◆ **WHAT IS REQUIRED**
One part of the entries below is wanted: the lines from the one containing "box: [174, 126, 445, 388]" through the one containing "positive clicks: (379, 313) (241, 289)". Write those out exactly and nothing else.

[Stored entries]
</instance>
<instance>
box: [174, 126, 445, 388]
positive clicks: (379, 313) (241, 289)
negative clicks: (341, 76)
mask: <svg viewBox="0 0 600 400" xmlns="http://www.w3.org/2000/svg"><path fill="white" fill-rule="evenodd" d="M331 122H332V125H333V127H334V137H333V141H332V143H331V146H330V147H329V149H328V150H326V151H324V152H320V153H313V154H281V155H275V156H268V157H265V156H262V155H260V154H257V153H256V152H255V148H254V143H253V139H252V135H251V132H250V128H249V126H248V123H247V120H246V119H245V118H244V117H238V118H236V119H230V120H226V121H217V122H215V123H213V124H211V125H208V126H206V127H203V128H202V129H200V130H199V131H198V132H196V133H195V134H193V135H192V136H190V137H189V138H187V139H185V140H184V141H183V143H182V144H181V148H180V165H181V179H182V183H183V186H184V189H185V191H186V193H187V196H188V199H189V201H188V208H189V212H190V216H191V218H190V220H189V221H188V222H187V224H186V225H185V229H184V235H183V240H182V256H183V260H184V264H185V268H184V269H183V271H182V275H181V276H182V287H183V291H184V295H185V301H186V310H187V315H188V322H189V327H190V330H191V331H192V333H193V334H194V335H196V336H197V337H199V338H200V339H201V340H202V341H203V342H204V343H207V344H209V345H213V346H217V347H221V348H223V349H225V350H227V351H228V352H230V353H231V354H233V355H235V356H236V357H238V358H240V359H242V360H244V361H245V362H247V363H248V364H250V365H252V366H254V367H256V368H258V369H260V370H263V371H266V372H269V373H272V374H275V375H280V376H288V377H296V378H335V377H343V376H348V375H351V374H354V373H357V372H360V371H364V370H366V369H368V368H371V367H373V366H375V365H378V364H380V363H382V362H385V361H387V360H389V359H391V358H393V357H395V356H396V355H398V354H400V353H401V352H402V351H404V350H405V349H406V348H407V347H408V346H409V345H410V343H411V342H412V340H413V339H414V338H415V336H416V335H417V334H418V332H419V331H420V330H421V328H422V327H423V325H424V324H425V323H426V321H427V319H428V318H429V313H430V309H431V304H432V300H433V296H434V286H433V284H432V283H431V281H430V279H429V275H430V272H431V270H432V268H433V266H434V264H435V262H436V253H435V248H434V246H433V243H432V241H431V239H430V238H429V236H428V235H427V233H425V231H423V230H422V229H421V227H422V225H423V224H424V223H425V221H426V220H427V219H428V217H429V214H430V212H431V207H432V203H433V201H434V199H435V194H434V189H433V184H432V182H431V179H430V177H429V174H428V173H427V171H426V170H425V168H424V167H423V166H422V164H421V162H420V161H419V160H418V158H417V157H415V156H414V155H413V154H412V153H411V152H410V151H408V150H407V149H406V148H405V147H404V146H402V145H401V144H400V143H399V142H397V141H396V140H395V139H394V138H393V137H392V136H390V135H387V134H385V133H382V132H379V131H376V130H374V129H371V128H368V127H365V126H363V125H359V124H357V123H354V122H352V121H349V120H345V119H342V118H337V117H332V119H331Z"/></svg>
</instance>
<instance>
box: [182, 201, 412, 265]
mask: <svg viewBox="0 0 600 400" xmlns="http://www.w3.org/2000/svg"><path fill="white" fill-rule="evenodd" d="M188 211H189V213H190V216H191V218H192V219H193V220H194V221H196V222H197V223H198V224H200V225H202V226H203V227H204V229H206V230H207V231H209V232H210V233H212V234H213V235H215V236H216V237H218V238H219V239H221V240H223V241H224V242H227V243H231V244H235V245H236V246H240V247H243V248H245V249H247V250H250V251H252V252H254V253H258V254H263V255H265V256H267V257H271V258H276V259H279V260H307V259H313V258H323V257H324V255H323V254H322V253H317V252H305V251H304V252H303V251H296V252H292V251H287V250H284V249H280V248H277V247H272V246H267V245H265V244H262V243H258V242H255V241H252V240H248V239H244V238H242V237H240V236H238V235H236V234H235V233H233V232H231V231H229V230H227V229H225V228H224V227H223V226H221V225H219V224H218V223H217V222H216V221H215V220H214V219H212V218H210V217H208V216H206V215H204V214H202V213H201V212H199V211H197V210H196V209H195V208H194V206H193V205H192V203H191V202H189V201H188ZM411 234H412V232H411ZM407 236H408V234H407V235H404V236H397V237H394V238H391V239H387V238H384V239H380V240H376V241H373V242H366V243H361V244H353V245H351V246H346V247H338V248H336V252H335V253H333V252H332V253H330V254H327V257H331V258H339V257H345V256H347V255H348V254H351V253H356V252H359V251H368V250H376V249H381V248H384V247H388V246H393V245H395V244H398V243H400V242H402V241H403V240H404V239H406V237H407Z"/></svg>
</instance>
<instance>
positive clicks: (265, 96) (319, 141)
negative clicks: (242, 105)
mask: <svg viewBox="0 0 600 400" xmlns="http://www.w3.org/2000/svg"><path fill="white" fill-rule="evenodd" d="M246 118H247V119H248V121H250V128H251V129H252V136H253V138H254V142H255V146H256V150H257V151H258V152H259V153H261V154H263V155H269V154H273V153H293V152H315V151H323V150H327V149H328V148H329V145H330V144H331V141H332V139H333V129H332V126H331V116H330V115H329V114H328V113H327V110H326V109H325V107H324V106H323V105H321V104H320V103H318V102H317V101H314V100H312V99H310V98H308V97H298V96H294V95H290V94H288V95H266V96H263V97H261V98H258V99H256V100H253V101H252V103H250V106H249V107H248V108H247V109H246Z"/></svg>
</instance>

---

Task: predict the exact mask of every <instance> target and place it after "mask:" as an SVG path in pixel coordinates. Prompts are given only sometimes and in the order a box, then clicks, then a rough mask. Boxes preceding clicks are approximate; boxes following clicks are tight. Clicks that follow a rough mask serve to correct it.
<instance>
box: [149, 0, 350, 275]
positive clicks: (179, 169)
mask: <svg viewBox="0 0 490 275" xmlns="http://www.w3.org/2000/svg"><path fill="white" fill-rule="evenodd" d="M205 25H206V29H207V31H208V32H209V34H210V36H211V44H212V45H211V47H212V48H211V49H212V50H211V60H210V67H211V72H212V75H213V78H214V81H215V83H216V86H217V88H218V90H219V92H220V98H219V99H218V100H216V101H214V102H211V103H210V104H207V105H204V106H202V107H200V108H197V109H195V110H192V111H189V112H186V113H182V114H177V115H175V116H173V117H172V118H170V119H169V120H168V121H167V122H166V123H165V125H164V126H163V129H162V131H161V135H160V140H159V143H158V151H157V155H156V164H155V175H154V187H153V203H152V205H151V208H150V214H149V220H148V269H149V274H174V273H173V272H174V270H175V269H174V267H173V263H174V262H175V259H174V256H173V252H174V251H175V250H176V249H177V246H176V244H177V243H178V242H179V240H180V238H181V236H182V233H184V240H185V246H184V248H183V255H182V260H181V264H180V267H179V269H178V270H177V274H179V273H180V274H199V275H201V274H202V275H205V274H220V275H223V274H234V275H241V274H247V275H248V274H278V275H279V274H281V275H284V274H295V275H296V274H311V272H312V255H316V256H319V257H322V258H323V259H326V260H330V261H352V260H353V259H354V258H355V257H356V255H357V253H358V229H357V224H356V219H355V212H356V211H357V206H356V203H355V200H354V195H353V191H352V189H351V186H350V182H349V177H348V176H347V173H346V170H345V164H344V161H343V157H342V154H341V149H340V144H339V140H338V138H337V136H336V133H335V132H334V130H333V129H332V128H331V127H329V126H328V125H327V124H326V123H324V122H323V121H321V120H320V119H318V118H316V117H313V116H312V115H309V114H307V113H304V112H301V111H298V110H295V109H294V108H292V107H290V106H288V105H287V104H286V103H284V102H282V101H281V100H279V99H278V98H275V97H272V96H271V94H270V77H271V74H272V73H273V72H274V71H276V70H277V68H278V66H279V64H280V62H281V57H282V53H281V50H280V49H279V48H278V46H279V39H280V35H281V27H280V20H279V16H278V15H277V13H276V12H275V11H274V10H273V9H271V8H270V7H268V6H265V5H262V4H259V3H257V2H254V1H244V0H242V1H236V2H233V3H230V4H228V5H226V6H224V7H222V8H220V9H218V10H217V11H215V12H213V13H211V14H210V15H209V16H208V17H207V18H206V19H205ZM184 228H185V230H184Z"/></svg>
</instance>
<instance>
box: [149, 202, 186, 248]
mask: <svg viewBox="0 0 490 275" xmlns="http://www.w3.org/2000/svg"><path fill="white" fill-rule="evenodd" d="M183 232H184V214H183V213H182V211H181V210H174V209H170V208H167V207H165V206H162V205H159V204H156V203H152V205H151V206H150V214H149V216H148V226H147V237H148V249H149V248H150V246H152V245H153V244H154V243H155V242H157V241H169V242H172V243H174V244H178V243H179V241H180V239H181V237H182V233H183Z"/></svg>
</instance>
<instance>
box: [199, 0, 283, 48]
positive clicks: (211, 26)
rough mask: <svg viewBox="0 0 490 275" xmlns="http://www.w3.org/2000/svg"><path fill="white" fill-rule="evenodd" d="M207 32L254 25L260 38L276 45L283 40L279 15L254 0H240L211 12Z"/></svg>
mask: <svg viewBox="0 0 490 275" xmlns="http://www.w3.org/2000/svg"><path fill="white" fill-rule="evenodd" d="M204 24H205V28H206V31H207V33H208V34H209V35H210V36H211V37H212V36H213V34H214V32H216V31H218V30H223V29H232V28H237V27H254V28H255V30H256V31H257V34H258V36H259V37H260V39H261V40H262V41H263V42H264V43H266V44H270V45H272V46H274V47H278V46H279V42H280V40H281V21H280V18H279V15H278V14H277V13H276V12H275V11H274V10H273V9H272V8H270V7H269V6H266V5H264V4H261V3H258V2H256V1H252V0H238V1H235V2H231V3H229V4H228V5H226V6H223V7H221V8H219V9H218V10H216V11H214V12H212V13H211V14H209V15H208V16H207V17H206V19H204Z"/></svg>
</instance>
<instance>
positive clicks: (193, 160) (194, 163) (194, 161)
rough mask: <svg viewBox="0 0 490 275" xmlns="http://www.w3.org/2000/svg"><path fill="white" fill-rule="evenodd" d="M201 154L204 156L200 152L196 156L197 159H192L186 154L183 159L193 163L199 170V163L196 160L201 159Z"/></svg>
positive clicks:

◆ **TASK ANSWER**
box: [174, 126, 445, 388]
positive clicks: (379, 313) (241, 289)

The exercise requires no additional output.